[EXERCISE REQUIREMENTS]:
Please rescale everything from the line containing "Check that each instance of the wooden" down to the end of the records below, repeating those lines in full with their requests unchanged. Multiply each coordinate in the answers by 1.55 and round to the nearest whole number, rounding halves up.

* BEGIN SUPPLIED RECORDS *

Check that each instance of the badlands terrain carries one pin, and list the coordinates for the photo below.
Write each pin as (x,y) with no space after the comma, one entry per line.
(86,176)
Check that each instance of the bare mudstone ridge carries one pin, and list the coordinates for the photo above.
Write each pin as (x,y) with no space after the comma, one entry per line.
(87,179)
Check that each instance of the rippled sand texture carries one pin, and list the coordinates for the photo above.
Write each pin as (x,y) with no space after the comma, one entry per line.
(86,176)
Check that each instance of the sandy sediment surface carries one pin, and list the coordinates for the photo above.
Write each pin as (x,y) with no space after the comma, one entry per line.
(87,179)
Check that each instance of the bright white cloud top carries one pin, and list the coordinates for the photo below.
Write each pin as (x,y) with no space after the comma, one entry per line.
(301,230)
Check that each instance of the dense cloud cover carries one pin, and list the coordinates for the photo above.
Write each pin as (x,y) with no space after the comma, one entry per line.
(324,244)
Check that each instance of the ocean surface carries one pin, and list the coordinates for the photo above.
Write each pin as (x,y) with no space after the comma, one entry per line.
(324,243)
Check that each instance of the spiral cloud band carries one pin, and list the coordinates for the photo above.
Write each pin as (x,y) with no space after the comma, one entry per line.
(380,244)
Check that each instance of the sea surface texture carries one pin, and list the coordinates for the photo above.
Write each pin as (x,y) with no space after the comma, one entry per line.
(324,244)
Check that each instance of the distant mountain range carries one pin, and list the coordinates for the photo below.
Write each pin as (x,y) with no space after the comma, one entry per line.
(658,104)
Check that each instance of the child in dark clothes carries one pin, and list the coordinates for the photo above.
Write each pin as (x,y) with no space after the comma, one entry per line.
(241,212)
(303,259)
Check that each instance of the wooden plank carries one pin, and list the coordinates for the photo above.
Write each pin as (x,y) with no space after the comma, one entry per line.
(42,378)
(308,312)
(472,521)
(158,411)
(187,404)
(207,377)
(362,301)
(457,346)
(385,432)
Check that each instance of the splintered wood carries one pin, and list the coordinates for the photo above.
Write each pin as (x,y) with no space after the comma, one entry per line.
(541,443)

* END SUPPLIED RECORDS *

[CORRECT RESPONSE]:
Check that each instance of the wooden plank carries one pin, and list the coordinates for the photo above.
Write each pin as (x,y) with no space after the comma, one entry per line.
(65,586)
(477,484)
(732,808)
(245,637)
(290,626)
(321,584)
(561,467)
(708,536)
(597,670)
Check that each instance of the splintered wood carries one pin, and list the coordinates for the photo above.
Write each pin as (x,y) with no space after the comma, one entry per line.
(839,687)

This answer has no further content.